[begin Available data]

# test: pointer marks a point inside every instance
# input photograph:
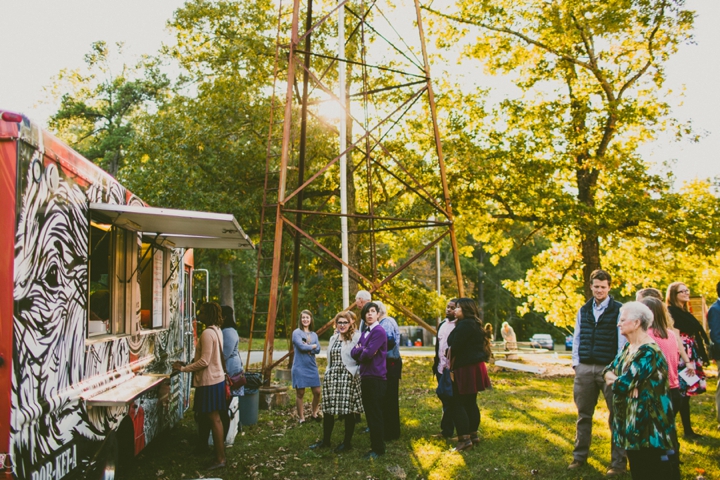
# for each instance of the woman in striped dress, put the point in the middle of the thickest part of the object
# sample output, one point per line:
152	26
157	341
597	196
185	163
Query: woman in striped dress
341	395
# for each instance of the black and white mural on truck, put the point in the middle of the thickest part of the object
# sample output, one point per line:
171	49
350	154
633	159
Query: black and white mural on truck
53	433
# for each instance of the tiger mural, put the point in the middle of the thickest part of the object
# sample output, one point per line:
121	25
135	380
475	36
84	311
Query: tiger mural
57	429
50	296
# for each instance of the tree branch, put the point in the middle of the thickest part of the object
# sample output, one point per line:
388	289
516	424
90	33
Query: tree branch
651	39
509	31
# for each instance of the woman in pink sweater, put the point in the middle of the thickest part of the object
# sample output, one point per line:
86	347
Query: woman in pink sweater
671	346
209	382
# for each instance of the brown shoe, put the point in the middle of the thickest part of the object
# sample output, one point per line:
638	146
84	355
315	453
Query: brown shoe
615	472
464	443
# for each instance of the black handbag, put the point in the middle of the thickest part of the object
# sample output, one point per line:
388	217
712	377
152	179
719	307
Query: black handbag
445	381
444	384
236	381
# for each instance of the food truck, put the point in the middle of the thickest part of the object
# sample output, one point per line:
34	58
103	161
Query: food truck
95	306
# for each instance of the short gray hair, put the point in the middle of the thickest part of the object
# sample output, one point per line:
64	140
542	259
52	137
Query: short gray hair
363	294
638	311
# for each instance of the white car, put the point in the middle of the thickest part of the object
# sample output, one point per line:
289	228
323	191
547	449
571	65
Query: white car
542	340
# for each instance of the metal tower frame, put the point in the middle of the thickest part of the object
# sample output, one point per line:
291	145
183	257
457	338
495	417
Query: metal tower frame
276	213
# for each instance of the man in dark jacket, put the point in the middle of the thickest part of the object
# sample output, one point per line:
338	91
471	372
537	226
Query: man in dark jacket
714	326
447	427
596	342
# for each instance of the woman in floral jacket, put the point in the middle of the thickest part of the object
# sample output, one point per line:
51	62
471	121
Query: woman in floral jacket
642	424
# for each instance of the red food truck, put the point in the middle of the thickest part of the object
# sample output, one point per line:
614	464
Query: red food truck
95	306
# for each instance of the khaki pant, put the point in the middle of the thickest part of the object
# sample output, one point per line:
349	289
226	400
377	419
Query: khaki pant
717	402
586	390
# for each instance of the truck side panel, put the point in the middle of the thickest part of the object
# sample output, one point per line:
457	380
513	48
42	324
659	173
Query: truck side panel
8	161
53	431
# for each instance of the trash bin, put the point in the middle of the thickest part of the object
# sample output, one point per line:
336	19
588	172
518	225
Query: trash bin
249	405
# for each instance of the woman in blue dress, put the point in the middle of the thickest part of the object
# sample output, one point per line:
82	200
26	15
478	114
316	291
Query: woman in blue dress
304	370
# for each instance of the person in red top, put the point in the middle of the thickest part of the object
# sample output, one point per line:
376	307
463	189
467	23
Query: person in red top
671	347
209	383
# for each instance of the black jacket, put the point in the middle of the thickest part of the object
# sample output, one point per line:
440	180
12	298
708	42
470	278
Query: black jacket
599	340
468	343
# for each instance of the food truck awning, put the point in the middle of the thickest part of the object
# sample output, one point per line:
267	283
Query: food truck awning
176	228
125	392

[end Available data]

## Exercise directions
Can you write out all the rows above again, replacing every "mural" with "painting" and changing nothing else, but without the pictures?

## In response
# test: pointer marks a point inside every instance
# input photograph:
# for each instance of the woman in striped dress, put the point in the middle of the thickest part of the object
# sample output, one point per line:
152	26
157	341
597	196
185	163
Query: woman in striped dress
341	395
# for each instance of the black and white painting on truck, put the point in the middle of the thickest part of the object
# sample output, one point per line:
171	49
350	154
633	159
Query: black and white painting on truck
53	433
# for each instance of the tiger painting, put the point in the middle of the thickest part of the object
# sample output, one point per line:
121	25
135	380
475	36
84	311
Query: tiger painting
57	429
50	296
# for each instance of the tree branch, put the point in the middle of the thickest part of the object
# sample output, one point per line:
388	289
516	424
90	33
Query: tree branch
651	39
509	31
# for each instance of the woman in pink sweater, put the point in the middle of the thickest part of the object
# sample output, one point per line:
86	347
Query: woman in pink sweater
671	346
209	382
# for each instance of the brown shoe, put the point in the middle of the thickest part of the object
# sample output, one point per line:
638	146
84	355
315	453
Query: brown shoe
615	472
464	443
# for each instance of the black handbag, put the point in the middle of the thickest part of the object
# sample output, one point per line:
388	217
712	377
152	179
719	307
Query: black handbag
445	381
444	384
236	381
# for each instance of the food truck, put the point in the middle of the thickest part of the object
# sample output, one point per line:
34	58
103	161
Query: food truck
95	306
# for each instance of the short gray hair, put the point in the middle of the thickest part of the object
# sample output, one point per line:
64	140
542	259
52	137
Query: short gray hair
363	294
638	311
# for each instance of the white car, put the point in the middle of the thickest part of the object
# sample output, one point per line:
289	228
323	191
547	449
571	65
Query: white car
542	340
# for each instance of the metal tower frame, put the point in the middle of the thickest part of the object
# sample output, one point per line:
291	145
183	257
457	338
495	417
Query: metal tower frame
276	213
# for each instance of the man in dark jacket, put the point in the middle of the thickest part of the object
# sample output, one point per line:
338	91
471	372
537	226
Query: man in dark jacket
714	326
447	427
596	342
# for each instance of the woman in floral jacket, put the point in the middle of the thickest part of the object
# sample output, one point per line:
51	62
471	121
Query: woman in floral jacket
642	424
# for each instance of the red food truck, put the point in the middle of the thickest part of the object
# sample output, one point per line:
614	464
Query: red food truck
95	306
# for each instance of the khaki pant, put the point in the middle of the thickest part of the object
# sample output, one point per line:
349	289
226	400
377	419
Query: khaki pant
717	402
586	390
# for each instance of the truck side panel, put the point in the middle of the thickest part of the object
# sample output, one point per line:
457	380
513	48
42	324
659	173
Query: truck side panel
8	161
53	431
# for each instance of the trash bin, put the point in the middle of the thickest part of the object
# sample output, one point per line:
336	19
588	172
518	225
Query: trash bin
249	405
# for each instance of the woman in blue dress, put the point in the middle of the thickest part of the object
# sample output, one point per line:
82	200
26	15
478	114
316	291
Query: woman in blue dress
304	370
# for each instance of the person in red top, put the point in the middle of the thickest part of the object
# sample output, one point per line:
376	307
463	189
467	23
Query: person in red top
671	347
209	383
# for each instance of the black jacket, put the point in the middle of the thickest part of the object
# sample output, one point per line:
440	180
12	298
708	42
470	278
Query: black jacket
599	340
468	343
# for each instance of the food truck awning, put the point in the middle of the thickest part of the object
# sample output, one point per line:
267	283
Query: food truck awning
176	228
125	392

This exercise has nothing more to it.